Wednesday, March 13, 2013

Day Two: Working with Mosaic Tiles

Yesterday we worked with mosaics and the children figured out how to use a square and a triangle to create a house. One house turned into a neighborhood, one neighborhood turned into several neighborhoods and the final result included backyards, garages and an ever evolving story about the people who lived there. 

Taking a cue from the kids work, I decided to continue their understanding about shapes and patterns by setting up stations to practice replicating more complex patterns. I knew the task was going to be pretty tricky for them because it involved a lot of complex mental work. First the children had to determine the kind of tiles needed, then they had to choose correct number of shapes to complete the project. After that they had to take the image apart in their minds and then recreate it on paper. I’m exhausted just thinking about all that thinking!

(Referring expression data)
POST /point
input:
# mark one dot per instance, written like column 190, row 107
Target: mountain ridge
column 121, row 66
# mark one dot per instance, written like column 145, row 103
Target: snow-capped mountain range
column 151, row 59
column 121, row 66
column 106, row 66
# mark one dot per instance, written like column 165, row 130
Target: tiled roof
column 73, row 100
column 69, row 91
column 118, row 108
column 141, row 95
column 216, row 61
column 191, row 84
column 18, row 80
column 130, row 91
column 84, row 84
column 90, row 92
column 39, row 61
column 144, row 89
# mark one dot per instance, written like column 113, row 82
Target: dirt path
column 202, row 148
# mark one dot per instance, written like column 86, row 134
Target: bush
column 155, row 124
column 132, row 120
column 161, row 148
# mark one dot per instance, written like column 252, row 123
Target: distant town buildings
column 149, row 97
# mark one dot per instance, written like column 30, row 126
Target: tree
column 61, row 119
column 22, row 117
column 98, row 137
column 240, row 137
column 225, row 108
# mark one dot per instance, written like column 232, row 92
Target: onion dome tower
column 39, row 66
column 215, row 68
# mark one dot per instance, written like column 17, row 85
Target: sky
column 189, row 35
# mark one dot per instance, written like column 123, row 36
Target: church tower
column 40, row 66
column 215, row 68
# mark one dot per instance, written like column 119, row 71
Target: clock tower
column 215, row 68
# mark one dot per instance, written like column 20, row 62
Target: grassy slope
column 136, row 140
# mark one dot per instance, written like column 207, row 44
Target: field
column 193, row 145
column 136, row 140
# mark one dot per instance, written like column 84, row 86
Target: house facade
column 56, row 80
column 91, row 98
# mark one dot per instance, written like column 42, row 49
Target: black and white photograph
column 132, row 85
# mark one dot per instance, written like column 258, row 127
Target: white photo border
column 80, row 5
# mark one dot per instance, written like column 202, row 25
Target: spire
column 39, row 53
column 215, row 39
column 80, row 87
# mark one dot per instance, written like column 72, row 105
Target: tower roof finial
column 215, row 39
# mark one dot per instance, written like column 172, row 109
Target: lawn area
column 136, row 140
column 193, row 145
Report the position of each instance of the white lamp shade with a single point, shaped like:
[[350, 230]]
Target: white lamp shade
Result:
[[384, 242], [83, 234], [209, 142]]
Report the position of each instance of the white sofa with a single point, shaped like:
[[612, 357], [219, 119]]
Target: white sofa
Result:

• Required work:
1. How would you translate this sentence from the mosaic tiles post into Spanish: "I knew the task was going to be pretty tricky for them because it involved a lot of complex mental work."
2. Answer these questions from the mosaic tiles post:
(a) Which two shapes did the children use to create a house?
(b) What did the writer set up so the children could practice replicating more complex patterns?
(c) Where did the children recreate the image after taking it apart in their minds?
3. Can you write out the mosaic tiles post between "Taking a cue" and "all that thinking!", inclusive?
The material above stands apart from the mosaic tiles post.

• Task-by-task results:
1. Sabía que la tarea iba a ser bastante difícil para ellos porque implicaba mucho trabajo mental complejo.

2.
(a) A square and a triangle.
(b) Stations.
(c) On paper.

3.
Taking a cue from the kids work, I decided to continue their understanding about shapes and patterns by setting up stations to practice replicating more complex patterns. I knew the task was going to be pretty tricky for them because it involved a lot of complex mental work. First the children had to determine the kind of tiles needed, then they had to choose correct number of shapes to complete the project. After that they had to take the image apart in their minds and then recreate it on paper. I’m exhausted just thinking about all that thinking!